[Opening Given text section]

Pakistan has recently completed its visit to the ballot box and emerged with Imran Khan, the former cricket player, as its new Prime Minister. Much has already been written and spoken about Pakistan’s new leader and many are cautiously hopeful that he will be a positive force for his country.
I’ll add my voice of hope too to the above sentiments, that this is possibly a chance for Pakistan to create a new and positive direction, one that has eluded it from the very date of its inception.
But what of determining success? My preference as ever, is to try and let the story be crafted through a narrative of numbers.
Below are graphs showing key national metrics with both past and present perspectives. Comparisons are made with India and Bangladesh – countries once joined together with Pakistan as a single entity, in addition to China – the economic powerhouse of Asia.
Preservation of life
Any government should have within its agenda the objective of ‘preserving/safeguarding life’, to create an environment in which life matters, be it by reducing murder or the rate of child mortality or taking measures to support the increase of life expectancy. Unfortunately, Pakistan has an abysmal record with respect to these metrics.
It’s child mortality rate suggests that close to one in every 10 children born in Pakistan dies before reaching their fifth birthday, a rate which is approximately double in comparison to India and Bangladesh, and certainly distant when compared to China, which has a child mortality rate nearer 1 in every 100:
Pakistan’s homicide rates are woeful too, with a rate of 8 in every 100,000 murdered per annum, more than two to four times the rate in India and Bangladesh respectively and an eight fold ratio when compared with China:
The third ‘preservation of life’ metric of average life expectancy is very low at just over 66 years, a near 10 year difference with China and significantly below Bangladesh:
Given Imran Khan’s initiatives to date, including his campaign to establish Pakistan’s first cancer hospital, it is hoped that he will create a national focus and strategy on health which will hopefully yield positive outcomes for both child mortality and life expectancy. Also, an increased focus upon law and order and tackling some of the root causes for Pakistan’s high homicide rates will surely be a priority for the new prime minister.

[Closing Given text section]

*Task to complete:* Can you write the next part of the piece on Pakistan's national metrics under its new prime minister, picking up after its final paragraph?

[Opening Extracted information section]

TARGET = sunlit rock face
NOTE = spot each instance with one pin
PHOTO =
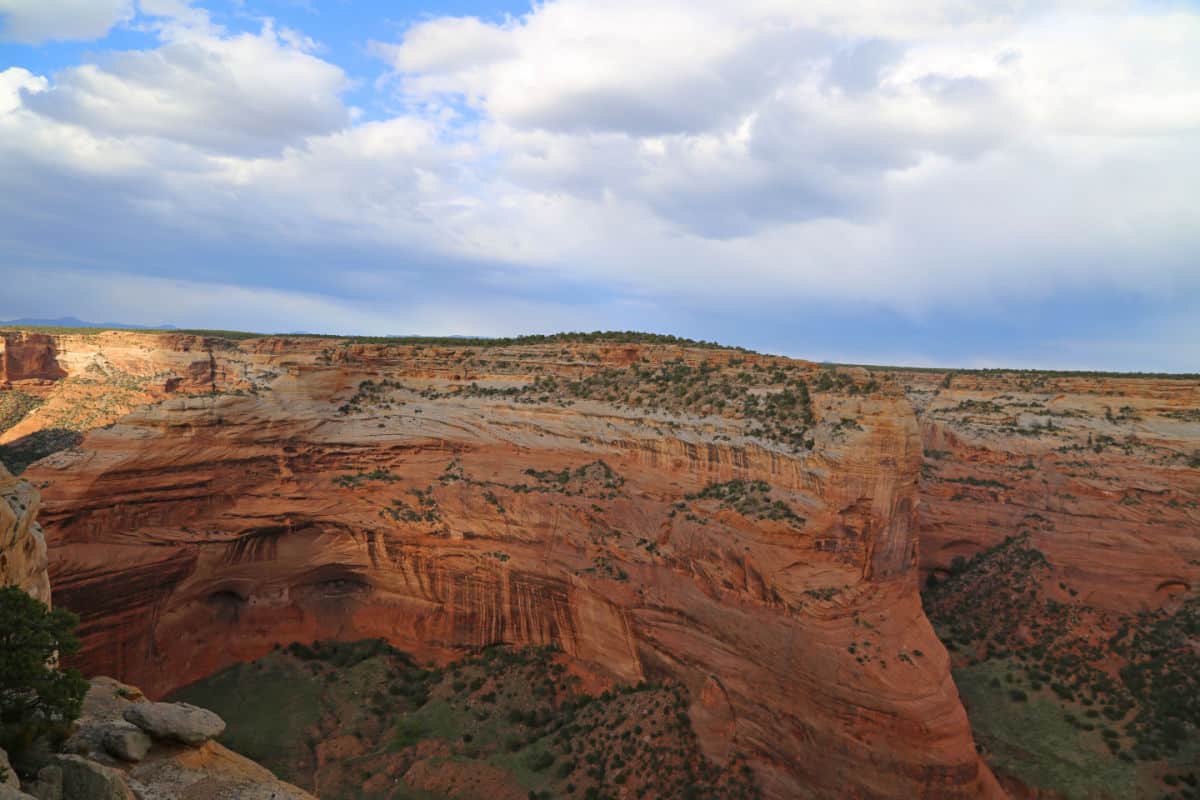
(1102, 471)
(257, 493)
(22, 543)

[Closing Extracted information section]

*Task answer:*
Economic preservation and growth
An important objective for any decent government is to ensure that the wealth of its citizens is ‘preserved’ (i.e. safeguarded) and that there is also an environment facilitating economic growth.
With respect to these objectives, one of the significant metric which undoubtedly has an impact upon the above desired outcome is the corruption level within a country. The Corruption Perception Index, rates Pakistan as 117 out of 180 countries in its economic cleanliness level, a metric in which Bangladesh is even further behind at number 143. India and China perform better at numbers 81 and 77 respectively.
Corruption, in which power is used for private gain, not only has an impact upon public funds which would otherwise be returned back to the society and used for the public good, but it also undermines the fabric of economic activity as corporate decisions are non-meritocratic, the inevitable effect is a stunting of corporate potential and thereby the economic prospects of a society.
With respect to economic growth, Pakistan’s GDP per capita is particularly worrisome, it appears the country has become stagnant in GDP growth which contrasts with India which is making reasonable economic progress, Bangladesh which has been making slow and steady progress  and finally China which continues to make its meteoric ascent.
For any society to flourish it needs to drive its intellectual and research capabilities. A proxy for baselining intellectual capacity is to assess the strength of its tertiary education system.
The QS university ranking places the top universities in China, India, Pakistan and Bangladesh at rankings of 17 (Tsinghua University), 162 (Indian Institute of Technology Bombay), 397 (Pakistan Institute of Engineering Applied Sciences) and 801 (Bangladesh University of Engineering and Technology) respectively.
China has invested heavily in its education system and the outcome is self-evident. It’s apparent too that India is making progress, but unfortunately Pakistan and particularly Bangladesh are laggards in their efforts to advance their people’s education.
Change takes time particularly when viewed through the lens of State governance. As such it will not be an easy endeavour to make an impact on the metrics listed above, nonetheless, Imran Khan and his PTI party have 5 years to hopefully get the dial moving in the right direction.
 I aim to write a separate post on Bangladesh which has a particular context for the relative strength of its socio-economic performance.